# Activity
Pick out each line below containing "jacket".

___ The input

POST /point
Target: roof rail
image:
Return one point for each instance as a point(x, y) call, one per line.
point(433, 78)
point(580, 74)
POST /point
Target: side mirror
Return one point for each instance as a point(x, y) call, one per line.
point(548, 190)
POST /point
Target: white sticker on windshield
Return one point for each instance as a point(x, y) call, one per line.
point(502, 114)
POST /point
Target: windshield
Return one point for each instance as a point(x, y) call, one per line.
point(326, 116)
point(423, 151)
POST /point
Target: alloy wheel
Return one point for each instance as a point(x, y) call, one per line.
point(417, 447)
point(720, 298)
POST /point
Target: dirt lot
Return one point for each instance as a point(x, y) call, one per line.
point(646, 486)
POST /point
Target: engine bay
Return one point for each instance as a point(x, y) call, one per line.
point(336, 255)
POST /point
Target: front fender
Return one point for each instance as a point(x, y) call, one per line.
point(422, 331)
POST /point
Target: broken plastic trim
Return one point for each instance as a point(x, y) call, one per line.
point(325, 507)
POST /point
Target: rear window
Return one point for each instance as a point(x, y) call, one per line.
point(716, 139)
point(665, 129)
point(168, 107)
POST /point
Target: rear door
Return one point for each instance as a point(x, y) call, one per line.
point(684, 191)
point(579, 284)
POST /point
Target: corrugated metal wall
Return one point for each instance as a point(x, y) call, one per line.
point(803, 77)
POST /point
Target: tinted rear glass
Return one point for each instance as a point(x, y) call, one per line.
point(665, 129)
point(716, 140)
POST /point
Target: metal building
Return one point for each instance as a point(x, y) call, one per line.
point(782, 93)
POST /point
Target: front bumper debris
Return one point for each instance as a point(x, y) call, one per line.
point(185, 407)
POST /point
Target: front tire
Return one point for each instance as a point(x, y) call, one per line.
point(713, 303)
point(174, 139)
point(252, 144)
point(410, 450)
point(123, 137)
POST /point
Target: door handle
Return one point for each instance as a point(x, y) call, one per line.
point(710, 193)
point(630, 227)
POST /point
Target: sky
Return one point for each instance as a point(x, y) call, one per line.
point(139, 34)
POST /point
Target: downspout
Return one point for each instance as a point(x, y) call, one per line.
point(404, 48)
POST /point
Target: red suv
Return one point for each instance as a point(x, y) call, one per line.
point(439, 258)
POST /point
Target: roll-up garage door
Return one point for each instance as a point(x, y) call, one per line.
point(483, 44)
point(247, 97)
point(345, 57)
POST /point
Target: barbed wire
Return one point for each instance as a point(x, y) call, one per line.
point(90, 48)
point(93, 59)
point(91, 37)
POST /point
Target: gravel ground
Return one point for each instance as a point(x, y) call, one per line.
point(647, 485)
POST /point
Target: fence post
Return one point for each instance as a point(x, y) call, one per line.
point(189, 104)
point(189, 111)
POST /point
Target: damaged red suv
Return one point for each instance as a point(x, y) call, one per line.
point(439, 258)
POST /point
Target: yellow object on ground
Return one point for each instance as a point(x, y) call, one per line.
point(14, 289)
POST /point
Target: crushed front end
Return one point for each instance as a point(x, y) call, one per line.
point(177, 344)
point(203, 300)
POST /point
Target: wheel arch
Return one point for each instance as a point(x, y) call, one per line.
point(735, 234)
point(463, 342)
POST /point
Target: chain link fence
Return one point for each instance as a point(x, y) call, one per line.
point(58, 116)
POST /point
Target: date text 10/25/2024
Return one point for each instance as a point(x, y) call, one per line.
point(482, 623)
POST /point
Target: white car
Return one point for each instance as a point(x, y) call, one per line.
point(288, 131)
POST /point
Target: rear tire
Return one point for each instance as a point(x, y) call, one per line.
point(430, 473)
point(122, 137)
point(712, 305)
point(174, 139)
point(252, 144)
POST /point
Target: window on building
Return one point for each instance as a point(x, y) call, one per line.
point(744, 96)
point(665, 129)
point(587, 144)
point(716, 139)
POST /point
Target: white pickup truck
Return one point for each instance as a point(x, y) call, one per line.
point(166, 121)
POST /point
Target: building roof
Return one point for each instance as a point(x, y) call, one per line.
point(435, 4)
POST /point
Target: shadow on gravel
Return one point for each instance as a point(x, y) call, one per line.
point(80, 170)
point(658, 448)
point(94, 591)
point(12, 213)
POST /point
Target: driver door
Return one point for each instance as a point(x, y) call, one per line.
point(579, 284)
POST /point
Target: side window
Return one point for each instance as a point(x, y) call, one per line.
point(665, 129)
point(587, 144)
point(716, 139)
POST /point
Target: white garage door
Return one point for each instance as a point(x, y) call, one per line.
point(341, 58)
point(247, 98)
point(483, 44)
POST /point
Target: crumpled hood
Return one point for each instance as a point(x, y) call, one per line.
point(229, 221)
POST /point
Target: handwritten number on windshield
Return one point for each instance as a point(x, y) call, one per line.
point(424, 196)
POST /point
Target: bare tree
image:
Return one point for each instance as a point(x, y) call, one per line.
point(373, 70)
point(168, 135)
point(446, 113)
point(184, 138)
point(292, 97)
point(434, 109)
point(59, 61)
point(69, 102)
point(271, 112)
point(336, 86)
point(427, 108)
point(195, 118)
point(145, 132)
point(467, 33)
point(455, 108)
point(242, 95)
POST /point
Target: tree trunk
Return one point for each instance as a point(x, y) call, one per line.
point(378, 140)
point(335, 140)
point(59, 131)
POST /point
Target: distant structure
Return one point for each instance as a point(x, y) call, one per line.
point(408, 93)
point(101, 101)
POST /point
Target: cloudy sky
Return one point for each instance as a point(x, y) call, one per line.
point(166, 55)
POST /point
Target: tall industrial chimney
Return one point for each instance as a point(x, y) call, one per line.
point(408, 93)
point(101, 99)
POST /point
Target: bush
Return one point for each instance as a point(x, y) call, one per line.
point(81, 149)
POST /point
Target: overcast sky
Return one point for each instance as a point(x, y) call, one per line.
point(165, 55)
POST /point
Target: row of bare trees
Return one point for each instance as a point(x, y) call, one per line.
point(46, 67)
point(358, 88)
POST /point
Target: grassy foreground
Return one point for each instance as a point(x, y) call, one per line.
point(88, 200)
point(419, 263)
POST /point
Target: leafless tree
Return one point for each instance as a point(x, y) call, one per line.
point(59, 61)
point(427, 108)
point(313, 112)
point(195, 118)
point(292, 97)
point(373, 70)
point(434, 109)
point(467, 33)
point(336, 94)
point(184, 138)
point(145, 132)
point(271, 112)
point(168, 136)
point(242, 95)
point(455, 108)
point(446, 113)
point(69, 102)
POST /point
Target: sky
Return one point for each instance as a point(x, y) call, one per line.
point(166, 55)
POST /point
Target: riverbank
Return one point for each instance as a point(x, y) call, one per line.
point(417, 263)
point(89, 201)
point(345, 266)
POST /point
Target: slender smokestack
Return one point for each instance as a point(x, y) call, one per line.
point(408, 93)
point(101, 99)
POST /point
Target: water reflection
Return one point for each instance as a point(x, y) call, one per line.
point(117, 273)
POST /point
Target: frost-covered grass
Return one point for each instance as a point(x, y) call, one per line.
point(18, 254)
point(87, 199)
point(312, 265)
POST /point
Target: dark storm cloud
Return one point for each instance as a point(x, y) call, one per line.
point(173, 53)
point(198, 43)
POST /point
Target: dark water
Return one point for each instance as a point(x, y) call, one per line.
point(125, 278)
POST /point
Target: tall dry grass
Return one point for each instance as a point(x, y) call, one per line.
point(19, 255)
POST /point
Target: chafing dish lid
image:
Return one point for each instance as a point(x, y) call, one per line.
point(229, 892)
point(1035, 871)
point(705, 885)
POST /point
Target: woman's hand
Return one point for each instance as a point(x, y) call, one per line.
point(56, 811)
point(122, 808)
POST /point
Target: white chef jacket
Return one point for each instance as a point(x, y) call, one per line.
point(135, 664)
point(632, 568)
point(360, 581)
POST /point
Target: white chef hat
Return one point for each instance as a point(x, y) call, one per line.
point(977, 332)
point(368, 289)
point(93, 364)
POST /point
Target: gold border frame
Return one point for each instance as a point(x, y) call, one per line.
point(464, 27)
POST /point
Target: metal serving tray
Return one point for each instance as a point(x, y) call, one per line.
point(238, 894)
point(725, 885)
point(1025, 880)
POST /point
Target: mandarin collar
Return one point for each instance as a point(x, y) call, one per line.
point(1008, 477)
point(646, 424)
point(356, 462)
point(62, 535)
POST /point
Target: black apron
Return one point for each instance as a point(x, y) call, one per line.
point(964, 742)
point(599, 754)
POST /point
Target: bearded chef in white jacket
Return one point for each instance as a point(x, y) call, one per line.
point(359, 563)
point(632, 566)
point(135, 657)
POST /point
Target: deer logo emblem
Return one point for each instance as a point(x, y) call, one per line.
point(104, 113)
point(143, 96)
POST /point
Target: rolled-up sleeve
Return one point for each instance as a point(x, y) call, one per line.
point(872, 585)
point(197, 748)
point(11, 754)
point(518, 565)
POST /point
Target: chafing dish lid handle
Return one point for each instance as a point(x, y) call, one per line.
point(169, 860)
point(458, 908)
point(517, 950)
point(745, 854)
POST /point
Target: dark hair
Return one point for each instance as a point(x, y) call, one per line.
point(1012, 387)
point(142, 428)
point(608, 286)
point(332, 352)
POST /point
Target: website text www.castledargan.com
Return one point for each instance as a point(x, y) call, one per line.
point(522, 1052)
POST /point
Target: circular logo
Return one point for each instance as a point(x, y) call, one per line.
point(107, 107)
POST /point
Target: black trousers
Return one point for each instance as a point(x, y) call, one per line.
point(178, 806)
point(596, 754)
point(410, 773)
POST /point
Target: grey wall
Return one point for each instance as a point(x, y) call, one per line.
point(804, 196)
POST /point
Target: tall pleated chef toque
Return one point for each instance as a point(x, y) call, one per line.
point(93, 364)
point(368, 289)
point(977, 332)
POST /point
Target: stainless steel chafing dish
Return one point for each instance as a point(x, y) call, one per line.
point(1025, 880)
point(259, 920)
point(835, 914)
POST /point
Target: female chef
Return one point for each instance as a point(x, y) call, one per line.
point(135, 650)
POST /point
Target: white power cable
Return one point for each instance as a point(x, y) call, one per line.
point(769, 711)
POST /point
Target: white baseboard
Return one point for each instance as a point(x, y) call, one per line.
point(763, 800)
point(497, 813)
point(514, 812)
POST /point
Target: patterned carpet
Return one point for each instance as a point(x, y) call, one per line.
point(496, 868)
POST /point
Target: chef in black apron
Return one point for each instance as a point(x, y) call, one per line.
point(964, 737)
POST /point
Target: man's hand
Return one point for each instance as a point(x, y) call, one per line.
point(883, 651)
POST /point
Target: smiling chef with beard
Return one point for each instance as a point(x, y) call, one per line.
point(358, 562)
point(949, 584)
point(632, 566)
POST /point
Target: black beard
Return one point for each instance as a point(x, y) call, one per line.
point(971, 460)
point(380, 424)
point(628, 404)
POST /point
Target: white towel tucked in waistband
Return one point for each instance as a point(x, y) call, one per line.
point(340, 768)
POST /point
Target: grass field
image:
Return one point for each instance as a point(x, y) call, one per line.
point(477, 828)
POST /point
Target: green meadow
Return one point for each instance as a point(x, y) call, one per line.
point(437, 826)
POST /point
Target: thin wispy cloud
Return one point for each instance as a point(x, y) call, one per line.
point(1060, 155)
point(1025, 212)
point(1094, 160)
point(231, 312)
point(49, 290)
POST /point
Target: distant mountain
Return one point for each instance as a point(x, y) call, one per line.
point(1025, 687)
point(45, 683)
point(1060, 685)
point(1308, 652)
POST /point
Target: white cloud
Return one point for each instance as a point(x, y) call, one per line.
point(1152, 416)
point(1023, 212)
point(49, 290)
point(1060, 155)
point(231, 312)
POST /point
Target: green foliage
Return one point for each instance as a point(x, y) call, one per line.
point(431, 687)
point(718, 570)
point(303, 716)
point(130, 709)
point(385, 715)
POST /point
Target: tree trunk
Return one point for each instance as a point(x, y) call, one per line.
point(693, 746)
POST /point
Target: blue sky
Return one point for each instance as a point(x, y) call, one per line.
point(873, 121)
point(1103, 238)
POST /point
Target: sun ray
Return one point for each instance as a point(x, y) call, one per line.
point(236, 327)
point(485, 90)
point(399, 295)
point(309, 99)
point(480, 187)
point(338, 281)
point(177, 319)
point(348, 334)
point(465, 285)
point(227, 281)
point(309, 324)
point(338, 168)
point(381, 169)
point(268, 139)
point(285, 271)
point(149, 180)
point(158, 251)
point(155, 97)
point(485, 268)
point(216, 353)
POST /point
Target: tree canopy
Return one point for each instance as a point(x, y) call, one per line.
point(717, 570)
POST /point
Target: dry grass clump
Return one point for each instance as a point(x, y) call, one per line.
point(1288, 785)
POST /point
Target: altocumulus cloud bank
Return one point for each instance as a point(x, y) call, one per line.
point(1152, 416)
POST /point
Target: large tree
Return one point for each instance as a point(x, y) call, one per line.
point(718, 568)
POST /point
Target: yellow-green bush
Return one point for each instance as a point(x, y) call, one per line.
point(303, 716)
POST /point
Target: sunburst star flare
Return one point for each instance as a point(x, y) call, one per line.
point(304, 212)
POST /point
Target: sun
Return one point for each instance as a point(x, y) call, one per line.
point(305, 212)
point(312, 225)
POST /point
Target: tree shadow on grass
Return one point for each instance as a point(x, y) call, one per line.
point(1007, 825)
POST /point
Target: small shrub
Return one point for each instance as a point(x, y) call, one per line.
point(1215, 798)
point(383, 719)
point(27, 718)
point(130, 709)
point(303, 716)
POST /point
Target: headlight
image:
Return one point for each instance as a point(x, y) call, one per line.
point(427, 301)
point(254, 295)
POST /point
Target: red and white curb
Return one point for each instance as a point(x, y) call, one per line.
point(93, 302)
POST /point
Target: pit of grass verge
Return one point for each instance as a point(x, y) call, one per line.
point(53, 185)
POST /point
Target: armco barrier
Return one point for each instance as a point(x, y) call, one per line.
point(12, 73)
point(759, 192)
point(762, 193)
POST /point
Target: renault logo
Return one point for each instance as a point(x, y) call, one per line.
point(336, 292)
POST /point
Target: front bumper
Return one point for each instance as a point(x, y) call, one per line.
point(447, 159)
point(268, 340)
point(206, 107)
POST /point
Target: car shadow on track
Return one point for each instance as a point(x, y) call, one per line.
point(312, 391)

______

# Output for this exercise
Target: white chef jacket
Target: bearded chef in white jacket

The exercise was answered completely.